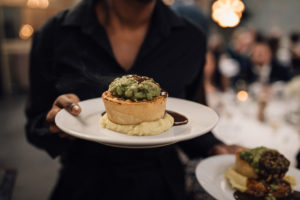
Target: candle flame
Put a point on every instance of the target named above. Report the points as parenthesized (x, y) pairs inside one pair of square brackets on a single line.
[(26, 31), (242, 95), (227, 13)]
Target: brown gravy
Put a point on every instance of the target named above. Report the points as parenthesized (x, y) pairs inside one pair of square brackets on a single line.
[(243, 196), (179, 119)]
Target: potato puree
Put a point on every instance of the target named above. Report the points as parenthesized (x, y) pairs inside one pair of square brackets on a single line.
[(142, 129)]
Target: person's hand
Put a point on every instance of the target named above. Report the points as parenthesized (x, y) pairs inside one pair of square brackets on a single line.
[(70, 103), (224, 149)]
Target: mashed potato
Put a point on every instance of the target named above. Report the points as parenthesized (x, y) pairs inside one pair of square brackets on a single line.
[(142, 129)]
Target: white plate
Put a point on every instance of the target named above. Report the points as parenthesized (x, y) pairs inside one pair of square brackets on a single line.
[(210, 174), (86, 126)]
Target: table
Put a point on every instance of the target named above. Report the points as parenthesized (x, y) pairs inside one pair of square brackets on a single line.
[(239, 123)]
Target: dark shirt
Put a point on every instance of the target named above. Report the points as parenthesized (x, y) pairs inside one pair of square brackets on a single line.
[(71, 53)]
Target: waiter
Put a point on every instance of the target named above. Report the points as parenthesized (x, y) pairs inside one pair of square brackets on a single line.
[(75, 56)]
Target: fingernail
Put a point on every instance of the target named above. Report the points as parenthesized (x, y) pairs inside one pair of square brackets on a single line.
[(75, 108)]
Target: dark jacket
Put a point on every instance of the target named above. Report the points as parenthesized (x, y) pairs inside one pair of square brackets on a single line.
[(72, 54)]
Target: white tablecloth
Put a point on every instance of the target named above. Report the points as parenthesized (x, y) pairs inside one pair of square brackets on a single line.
[(239, 124)]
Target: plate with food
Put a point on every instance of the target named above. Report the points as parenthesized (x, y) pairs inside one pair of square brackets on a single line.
[(136, 113), (252, 174)]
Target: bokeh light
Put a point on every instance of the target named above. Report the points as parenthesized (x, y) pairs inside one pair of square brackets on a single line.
[(26, 31), (43, 4), (227, 13), (242, 95)]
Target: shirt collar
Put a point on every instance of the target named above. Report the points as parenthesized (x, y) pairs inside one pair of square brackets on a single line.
[(84, 16)]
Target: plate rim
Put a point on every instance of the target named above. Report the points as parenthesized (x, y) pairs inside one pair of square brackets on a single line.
[(153, 141)]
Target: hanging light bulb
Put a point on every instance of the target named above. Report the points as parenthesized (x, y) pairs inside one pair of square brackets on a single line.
[(227, 13)]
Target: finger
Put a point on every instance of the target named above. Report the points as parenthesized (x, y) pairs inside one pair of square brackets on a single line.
[(52, 113), (66, 136), (54, 129), (70, 104), (74, 97)]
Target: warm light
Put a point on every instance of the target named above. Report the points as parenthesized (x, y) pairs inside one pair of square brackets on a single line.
[(169, 2), (227, 13), (26, 32), (38, 4), (242, 95)]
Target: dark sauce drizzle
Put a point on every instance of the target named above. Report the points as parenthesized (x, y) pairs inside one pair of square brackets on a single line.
[(179, 119), (243, 196)]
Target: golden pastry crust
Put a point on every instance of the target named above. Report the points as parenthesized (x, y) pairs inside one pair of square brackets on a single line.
[(127, 112)]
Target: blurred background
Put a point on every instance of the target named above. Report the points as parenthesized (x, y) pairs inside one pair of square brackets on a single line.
[(243, 37)]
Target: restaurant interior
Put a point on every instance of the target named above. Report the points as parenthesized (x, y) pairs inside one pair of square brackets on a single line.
[(244, 39)]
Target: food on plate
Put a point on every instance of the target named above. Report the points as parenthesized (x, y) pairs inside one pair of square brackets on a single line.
[(136, 105), (260, 173)]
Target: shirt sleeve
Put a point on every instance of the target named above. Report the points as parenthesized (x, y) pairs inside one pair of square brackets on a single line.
[(42, 94), (200, 146)]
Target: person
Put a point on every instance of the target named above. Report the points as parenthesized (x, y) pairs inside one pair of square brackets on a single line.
[(264, 67), (75, 56)]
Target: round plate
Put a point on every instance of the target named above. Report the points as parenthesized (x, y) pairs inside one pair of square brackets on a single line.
[(87, 126), (210, 174)]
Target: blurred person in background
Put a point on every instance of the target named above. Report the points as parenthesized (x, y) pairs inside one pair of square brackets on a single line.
[(75, 56), (213, 79), (264, 67), (240, 46), (295, 49)]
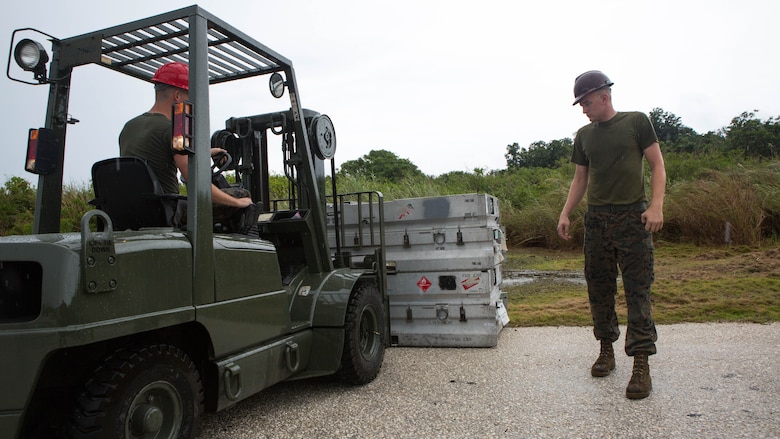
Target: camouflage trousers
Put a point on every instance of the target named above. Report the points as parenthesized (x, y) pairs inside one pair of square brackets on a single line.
[(619, 240)]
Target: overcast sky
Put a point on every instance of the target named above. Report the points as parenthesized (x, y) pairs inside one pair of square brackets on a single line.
[(445, 84)]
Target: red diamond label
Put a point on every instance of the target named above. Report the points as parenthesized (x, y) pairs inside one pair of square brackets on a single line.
[(424, 283), (470, 282)]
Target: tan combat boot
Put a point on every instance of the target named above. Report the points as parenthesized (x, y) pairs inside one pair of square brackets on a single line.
[(606, 361), (640, 384)]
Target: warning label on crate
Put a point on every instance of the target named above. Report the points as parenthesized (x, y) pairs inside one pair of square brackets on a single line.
[(424, 283), (470, 282)]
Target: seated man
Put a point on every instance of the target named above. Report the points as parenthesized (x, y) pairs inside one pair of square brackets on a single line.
[(148, 136)]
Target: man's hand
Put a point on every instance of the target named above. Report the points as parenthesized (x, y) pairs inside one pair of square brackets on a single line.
[(243, 202), (653, 219)]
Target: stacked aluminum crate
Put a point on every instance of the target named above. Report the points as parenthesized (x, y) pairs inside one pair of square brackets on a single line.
[(447, 251)]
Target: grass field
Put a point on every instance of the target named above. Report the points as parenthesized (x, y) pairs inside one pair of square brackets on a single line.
[(692, 284)]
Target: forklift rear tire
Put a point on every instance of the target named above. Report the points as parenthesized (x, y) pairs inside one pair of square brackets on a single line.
[(364, 336), (153, 391)]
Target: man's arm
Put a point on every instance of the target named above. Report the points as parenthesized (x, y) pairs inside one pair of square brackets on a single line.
[(653, 217), (579, 185), (217, 196)]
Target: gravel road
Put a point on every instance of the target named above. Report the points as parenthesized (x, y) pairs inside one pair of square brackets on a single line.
[(709, 381)]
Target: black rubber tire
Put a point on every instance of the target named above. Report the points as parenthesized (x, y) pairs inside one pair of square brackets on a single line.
[(364, 336), (149, 392)]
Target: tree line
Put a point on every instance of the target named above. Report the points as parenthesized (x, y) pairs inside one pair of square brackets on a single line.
[(746, 134), (727, 178)]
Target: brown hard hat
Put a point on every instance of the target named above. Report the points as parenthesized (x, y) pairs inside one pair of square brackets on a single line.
[(589, 82)]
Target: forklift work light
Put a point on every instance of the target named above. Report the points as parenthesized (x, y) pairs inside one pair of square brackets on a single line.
[(32, 57)]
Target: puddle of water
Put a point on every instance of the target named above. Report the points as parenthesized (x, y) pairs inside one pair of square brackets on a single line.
[(523, 277)]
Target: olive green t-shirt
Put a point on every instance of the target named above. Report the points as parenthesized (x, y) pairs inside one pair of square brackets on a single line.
[(148, 136), (613, 153)]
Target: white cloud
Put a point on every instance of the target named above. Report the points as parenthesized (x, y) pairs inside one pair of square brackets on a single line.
[(446, 84)]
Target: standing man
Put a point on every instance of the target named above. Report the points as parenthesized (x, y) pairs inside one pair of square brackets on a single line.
[(149, 136), (608, 156)]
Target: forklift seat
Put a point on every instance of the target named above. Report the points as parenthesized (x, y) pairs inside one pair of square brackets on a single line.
[(127, 189)]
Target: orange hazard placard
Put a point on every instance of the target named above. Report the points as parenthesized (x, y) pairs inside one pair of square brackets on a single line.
[(424, 283)]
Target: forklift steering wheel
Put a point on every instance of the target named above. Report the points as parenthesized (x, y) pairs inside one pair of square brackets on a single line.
[(221, 163)]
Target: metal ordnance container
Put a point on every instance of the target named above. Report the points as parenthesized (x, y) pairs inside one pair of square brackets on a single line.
[(447, 252)]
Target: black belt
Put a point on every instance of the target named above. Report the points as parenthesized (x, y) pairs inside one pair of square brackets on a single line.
[(640, 206)]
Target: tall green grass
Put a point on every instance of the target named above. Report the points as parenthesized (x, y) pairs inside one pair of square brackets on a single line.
[(704, 193)]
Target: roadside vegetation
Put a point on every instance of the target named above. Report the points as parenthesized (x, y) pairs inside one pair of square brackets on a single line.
[(716, 258)]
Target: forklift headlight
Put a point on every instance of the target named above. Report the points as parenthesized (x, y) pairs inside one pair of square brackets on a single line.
[(32, 57)]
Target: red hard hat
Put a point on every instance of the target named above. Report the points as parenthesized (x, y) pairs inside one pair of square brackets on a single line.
[(176, 74), (589, 82)]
______
**Problem details:** Reproduce verbatim the rows beginning at the line that contains "Target: forklift rear tire" and ending after the line that contains "[(523, 277)]", with both of those lines included.

**Output:**
Target: forklift rear tire
Put a point on every instance of the target named above. Report the points as parenthesized (x, y) pairs inside one pair of square brackets on a single line.
[(364, 336), (153, 391)]
Target: man's arm
Put a point on every instance of the target named above. Report the points as parenthesized (x, y) pairs inside one pair of square brackets on a single line.
[(653, 217), (579, 185), (217, 196)]
Target: gravel road
Put a point on every instance of the target named above. Report the points as parenthesized (x, y) pairs inside one pair of square brackets on a single line.
[(709, 381)]
Target: black rubber tire
Put a point on every instance of the target named above. Report the points as parenthesized (x, y) pairs inside one pair of square brackets on a single line.
[(364, 336), (149, 392)]
Target: tree line
Put a point on every instance of the target named above. Report the points as parenthesized (x, y) pairs inside one pair of square brackets on a single line.
[(746, 134), (727, 178)]
Target: brown hard hat
Put a point on every instance of the target named above. Report the points as parenthesized (x, y) pairs inside one pair of square brackets on a single line.
[(589, 82)]
Target: forklift work light
Put a point on every instance of the target named above. Report the points as parenthesized (x, y) pairs inside one pair of square brackets on a single line.
[(32, 57)]
Target: puddle of water
Put a point on every instance of the target named above. Report the points as parenthesized (x, y) pairs inside one pair of square brackets on a single line.
[(523, 277)]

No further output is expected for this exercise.